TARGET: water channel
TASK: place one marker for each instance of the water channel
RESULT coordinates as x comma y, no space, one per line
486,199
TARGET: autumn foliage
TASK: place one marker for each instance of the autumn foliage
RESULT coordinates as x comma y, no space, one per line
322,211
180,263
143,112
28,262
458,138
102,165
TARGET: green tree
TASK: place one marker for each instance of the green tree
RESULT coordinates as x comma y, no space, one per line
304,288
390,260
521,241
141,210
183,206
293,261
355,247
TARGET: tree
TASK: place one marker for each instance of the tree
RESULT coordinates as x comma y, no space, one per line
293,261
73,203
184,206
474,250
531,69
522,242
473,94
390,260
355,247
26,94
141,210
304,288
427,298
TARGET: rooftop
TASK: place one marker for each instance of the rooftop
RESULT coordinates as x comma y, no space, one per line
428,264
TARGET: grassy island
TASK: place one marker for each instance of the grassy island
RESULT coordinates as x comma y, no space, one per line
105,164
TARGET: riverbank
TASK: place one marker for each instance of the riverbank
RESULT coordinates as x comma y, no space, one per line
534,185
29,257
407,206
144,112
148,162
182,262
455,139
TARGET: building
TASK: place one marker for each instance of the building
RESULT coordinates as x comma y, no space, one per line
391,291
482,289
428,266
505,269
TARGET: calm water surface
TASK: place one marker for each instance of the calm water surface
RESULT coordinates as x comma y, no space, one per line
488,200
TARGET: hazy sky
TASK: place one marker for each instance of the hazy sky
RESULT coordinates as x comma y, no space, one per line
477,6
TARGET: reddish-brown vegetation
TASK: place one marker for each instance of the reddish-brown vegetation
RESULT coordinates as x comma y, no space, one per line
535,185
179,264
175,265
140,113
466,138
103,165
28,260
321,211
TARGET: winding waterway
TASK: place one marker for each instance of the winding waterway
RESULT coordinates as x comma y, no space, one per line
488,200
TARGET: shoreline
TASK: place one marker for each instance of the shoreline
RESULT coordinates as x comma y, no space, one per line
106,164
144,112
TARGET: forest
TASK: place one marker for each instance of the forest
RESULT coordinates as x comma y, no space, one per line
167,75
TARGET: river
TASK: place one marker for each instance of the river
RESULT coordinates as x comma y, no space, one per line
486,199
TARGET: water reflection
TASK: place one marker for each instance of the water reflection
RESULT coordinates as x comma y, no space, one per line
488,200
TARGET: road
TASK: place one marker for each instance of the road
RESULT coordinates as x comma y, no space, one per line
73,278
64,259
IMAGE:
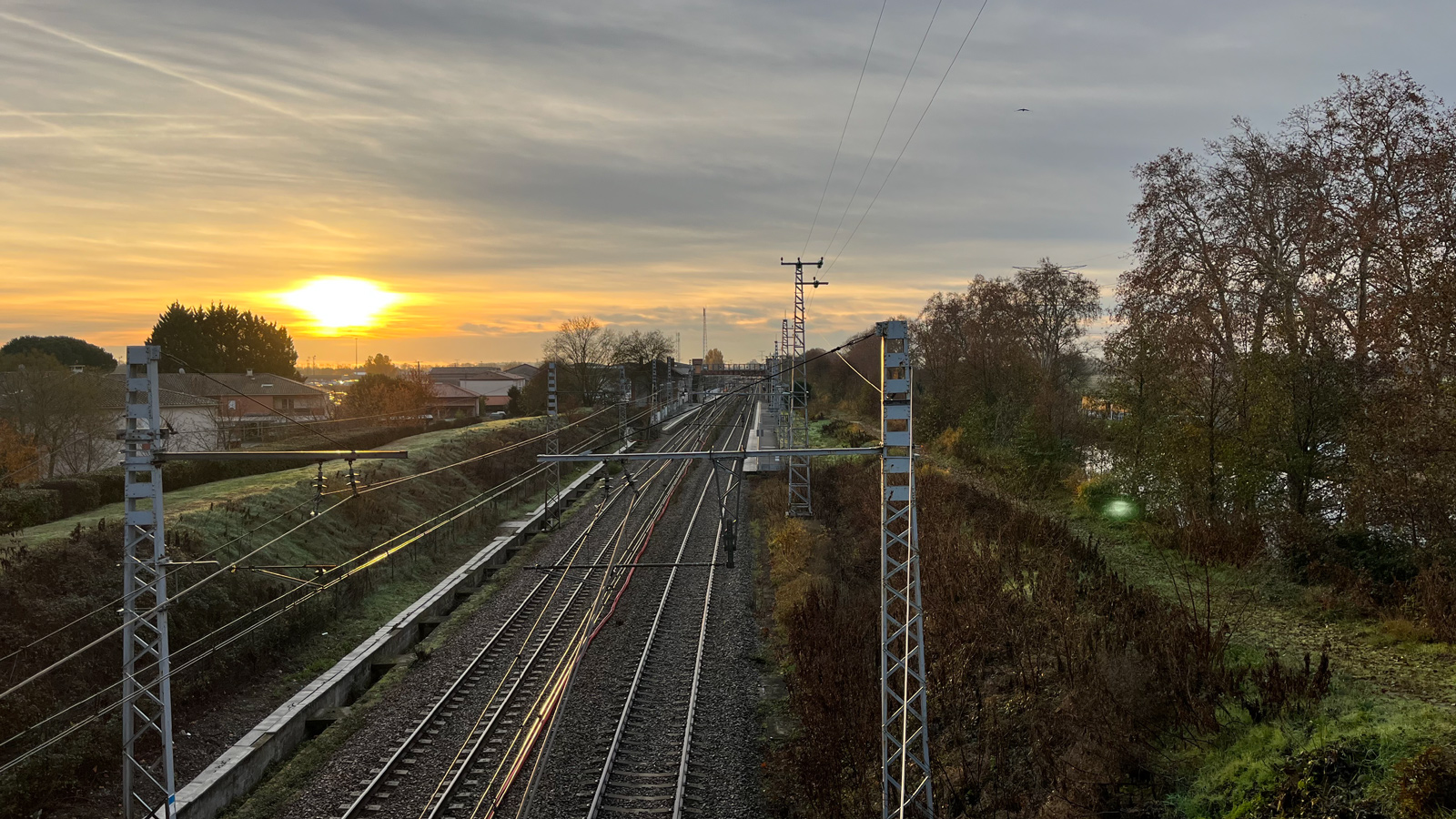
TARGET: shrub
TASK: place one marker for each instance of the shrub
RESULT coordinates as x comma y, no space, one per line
1327,783
1434,592
77,494
28,508
1426,783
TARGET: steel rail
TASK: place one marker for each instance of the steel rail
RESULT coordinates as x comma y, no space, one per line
642,662
698,673
392,763
513,622
545,709
470,753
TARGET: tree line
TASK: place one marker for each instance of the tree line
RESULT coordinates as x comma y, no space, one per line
1280,369
587,354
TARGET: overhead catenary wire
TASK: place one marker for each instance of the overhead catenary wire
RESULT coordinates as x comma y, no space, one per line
885,127
233,564
109,606
312,591
844,130
317,588
171,601
895,164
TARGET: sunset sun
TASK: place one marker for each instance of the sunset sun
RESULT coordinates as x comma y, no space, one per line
339,303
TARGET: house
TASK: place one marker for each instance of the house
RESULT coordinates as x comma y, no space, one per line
191,420
453,402
247,402
455,375
254,397
523,370
75,417
491,385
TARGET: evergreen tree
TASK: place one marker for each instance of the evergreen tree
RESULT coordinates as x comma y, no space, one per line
65,349
222,339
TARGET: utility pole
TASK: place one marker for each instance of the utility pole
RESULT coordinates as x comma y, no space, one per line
622,399
786,361
552,446
652,399
147,785
800,494
905,748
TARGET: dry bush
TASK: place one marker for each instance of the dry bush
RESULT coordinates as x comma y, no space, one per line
1234,542
1434,593
1273,688
1426,783
1053,683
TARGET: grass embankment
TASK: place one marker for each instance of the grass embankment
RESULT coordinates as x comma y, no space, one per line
1079,669
288,777
56,573
1378,745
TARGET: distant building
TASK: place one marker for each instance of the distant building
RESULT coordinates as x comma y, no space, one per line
523,370
191,420
247,402
451,401
490,383
456,375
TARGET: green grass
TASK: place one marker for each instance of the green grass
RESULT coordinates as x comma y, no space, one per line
286,778
1394,691
281,489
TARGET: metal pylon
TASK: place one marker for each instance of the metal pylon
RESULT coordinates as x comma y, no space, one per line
147,784
622,399
905,727
552,448
785,361
800,491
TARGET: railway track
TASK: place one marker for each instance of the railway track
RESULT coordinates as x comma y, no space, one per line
647,767
468,748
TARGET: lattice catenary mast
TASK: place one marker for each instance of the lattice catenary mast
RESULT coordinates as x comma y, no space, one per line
147,783
905,727
552,448
800,494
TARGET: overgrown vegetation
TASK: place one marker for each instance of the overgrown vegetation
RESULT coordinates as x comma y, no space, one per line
1264,442
1059,688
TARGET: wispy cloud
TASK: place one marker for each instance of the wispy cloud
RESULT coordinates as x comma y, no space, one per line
513,164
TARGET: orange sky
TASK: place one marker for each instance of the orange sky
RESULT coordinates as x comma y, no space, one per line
502,167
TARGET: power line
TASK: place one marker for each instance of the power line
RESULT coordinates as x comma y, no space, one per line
883,128
111,606
844,130
456,511
910,137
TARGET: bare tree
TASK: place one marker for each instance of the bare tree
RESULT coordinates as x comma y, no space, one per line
582,347
1057,302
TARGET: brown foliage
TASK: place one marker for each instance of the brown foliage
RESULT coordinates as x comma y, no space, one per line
1053,683
1427,783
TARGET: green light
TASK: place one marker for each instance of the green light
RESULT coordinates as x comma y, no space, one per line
1120,509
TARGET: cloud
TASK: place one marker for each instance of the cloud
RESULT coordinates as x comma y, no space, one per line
513,164
482,329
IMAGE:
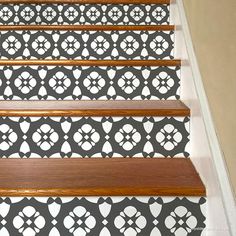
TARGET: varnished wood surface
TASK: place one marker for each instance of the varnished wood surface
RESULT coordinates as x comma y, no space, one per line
99,177
89,27
94,108
92,62
85,1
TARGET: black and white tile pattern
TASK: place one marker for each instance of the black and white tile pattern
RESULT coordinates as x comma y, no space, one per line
86,44
102,216
88,83
84,14
94,137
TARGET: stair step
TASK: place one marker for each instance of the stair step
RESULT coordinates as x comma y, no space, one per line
99,177
86,1
89,82
16,62
67,44
84,14
88,27
94,108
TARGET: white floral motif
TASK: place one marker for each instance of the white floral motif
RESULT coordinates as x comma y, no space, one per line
94,82
41,45
45,137
27,13
128,137
11,45
7,137
100,45
70,45
60,82
169,137
71,13
93,13
159,13
25,82
115,13
79,221
29,221
130,221
5,13
181,222
86,137
137,13
49,13
159,45
128,82
129,45
163,82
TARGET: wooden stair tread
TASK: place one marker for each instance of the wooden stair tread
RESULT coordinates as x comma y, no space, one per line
92,62
89,27
99,177
94,108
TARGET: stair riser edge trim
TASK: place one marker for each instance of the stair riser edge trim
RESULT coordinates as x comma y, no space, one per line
90,45
94,137
84,14
88,83
104,215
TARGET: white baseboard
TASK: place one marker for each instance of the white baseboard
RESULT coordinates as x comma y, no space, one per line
205,148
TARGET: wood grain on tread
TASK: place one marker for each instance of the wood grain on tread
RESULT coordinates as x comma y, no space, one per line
89,27
99,177
93,62
85,1
94,108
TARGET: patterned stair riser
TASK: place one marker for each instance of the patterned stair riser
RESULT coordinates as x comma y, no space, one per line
84,14
102,216
94,137
86,44
88,83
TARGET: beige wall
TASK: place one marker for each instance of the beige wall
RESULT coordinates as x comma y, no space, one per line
213,29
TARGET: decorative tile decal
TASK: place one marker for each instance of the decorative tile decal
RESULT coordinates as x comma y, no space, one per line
86,44
84,14
94,136
88,83
102,216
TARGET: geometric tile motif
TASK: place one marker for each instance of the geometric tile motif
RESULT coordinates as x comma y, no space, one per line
86,44
89,83
84,14
44,137
102,216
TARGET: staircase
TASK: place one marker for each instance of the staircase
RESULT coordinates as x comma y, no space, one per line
94,138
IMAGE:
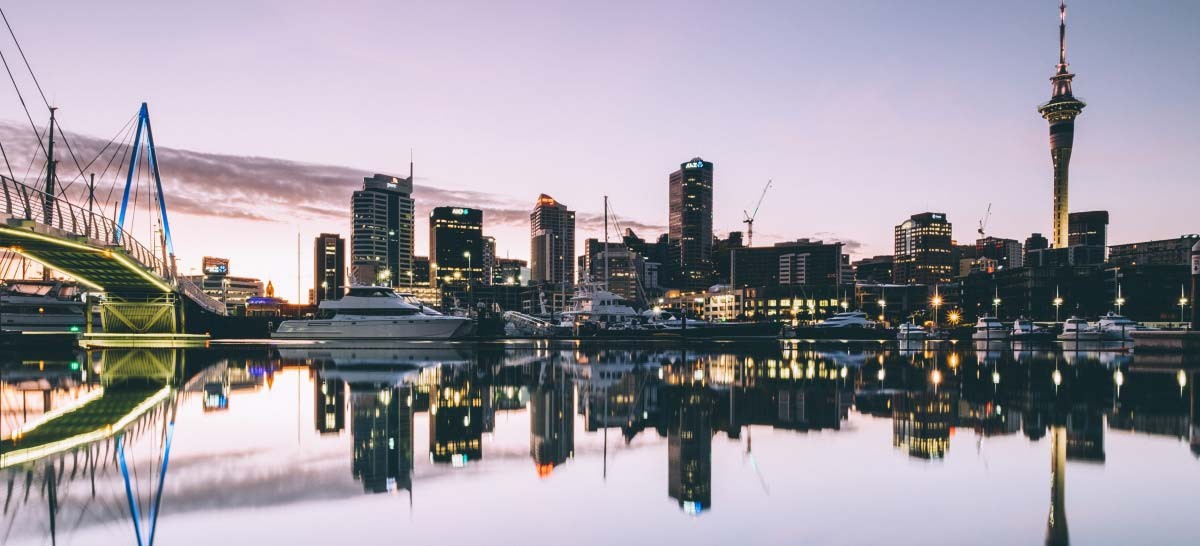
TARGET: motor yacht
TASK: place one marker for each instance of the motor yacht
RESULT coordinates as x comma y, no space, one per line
1117,328
910,331
847,319
594,304
990,329
1026,330
41,306
375,313
1077,329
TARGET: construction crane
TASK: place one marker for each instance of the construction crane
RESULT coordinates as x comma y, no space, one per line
983,223
750,216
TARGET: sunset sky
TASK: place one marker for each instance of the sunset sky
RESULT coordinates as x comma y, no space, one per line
861,112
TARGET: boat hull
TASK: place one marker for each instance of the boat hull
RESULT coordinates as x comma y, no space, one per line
415,328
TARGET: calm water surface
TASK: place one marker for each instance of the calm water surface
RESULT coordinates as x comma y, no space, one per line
612,444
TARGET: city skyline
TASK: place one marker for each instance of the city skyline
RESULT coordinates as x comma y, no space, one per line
1120,142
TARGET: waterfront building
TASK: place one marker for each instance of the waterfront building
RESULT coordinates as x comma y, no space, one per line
551,243
232,291
456,245
795,263
511,271
1006,253
691,222
923,250
329,268
874,270
382,240
1060,112
1159,252
420,271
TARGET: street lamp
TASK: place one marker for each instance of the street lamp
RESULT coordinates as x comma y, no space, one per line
1183,303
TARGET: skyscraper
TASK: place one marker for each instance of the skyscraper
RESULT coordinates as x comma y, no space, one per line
329,268
456,244
923,250
691,222
551,241
382,245
1061,113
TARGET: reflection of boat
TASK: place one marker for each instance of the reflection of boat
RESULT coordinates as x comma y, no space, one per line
1115,327
375,313
1024,330
400,355
847,319
1077,329
989,329
41,306
910,331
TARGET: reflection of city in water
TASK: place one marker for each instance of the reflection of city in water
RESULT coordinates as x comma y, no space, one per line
687,403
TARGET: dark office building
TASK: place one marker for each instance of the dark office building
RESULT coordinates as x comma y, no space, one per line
795,263
1161,252
382,244
923,250
551,243
691,222
876,269
329,268
1033,243
456,245
1089,228
421,270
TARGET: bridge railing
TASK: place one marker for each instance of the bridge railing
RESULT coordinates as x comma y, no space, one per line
22,201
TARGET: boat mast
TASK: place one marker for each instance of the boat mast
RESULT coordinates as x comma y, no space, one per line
605,243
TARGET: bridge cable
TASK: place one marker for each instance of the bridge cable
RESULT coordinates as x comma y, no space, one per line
40,91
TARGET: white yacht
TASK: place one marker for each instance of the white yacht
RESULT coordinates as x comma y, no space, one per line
1115,327
375,313
847,319
41,306
593,304
910,331
1077,329
989,329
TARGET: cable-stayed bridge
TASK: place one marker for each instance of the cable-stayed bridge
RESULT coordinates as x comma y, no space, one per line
138,287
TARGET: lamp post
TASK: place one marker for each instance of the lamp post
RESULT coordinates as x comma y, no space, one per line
1057,304
1183,303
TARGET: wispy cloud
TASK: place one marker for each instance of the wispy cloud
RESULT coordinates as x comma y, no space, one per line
253,189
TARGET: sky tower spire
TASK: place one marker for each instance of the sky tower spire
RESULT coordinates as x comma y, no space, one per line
1061,113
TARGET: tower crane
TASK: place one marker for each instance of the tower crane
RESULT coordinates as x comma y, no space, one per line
983,223
750,216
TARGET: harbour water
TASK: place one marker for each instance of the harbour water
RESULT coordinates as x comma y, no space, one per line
611,443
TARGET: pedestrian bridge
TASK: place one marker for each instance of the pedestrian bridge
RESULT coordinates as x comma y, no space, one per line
141,292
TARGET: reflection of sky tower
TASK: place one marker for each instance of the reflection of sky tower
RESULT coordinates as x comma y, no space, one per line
1061,113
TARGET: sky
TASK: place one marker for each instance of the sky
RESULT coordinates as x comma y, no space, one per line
861,112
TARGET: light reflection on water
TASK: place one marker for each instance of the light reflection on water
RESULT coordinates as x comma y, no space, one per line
599,444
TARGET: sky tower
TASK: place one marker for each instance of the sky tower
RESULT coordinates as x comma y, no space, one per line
1061,113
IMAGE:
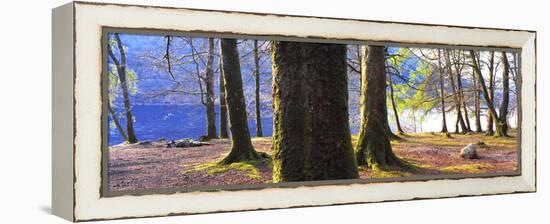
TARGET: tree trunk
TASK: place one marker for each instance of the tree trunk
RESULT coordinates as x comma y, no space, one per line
117,123
456,96
502,125
394,107
311,139
373,145
241,145
121,70
259,132
442,95
209,79
223,103
462,99
484,90
477,110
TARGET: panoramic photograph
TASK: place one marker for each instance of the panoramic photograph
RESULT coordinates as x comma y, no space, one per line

■ ■ ■ ■

Extract exactly the lines above from the line containing "TARGET: lamp post" through the last one, both ends included, but not the pictures.

TARGET: lamp post
TASK: place one marker for each instance of the lamp post
RESULT coordinates as x comma y, no space, one per line
1057,304
1183,303
TARGET: wispy cloud
TASK: place one marker for each instance of the wispy cloud
RESULT coordinates as x comma y, no space, one per line
253,189
TARGET: sky tower spire
TASK: place one marker for each instance of the sky tower spire
RESULT coordinates as x comma y, no space, one per line
1061,113
TARGET: tower crane
TASK: place one marker for each instance of the tower crane
RESULT coordinates as x comma y, no space, one per line
983,223
750,216
TARGET: harbour water
TASK: place one marker for each instance of the harbour water
RESULT coordinates as x comma y, no space, one per line
611,443
TARGET: pedestrian bridge
TASK: place one marker for each instance of the pedestrian bridge
RESULT coordinates as x comma y, no space, one per line
141,292
TARGET: reflection of sky tower
TASK: place one marker for each instance of the reflection of sky tower
RESULT coordinates as x comma y, no space, one per line
1061,113
TARGET: sky
TASK: place one marker for each instance of the sky
RESULT coordinates as x comma y, no space, one per line
861,112
TARGET: light reflection on water
TASK: place one marker for each instance of the light reflection on water
RESULT coordinates as x comma y, no space, one per line
599,444
TARGET: sky tower
TASK: place one marker for each instance of the sky tower
RESULT coordinates as x comma y, no space, one per line
1061,113
IMAGE:
TARGET: tree trunk
TASK: place one marker for each instance of the tree trunk
RESULT coordinates as x comma y, no space, one per line
117,123
456,96
502,125
394,107
311,139
373,145
241,145
121,70
259,132
442,95
209,79
223,103
462,99
484,90
477,110
TARGET: panoramic photograph
TASK: place one marker for each instance of the panoramic photograph
RESULT coordinates as x comma y, no space, one per line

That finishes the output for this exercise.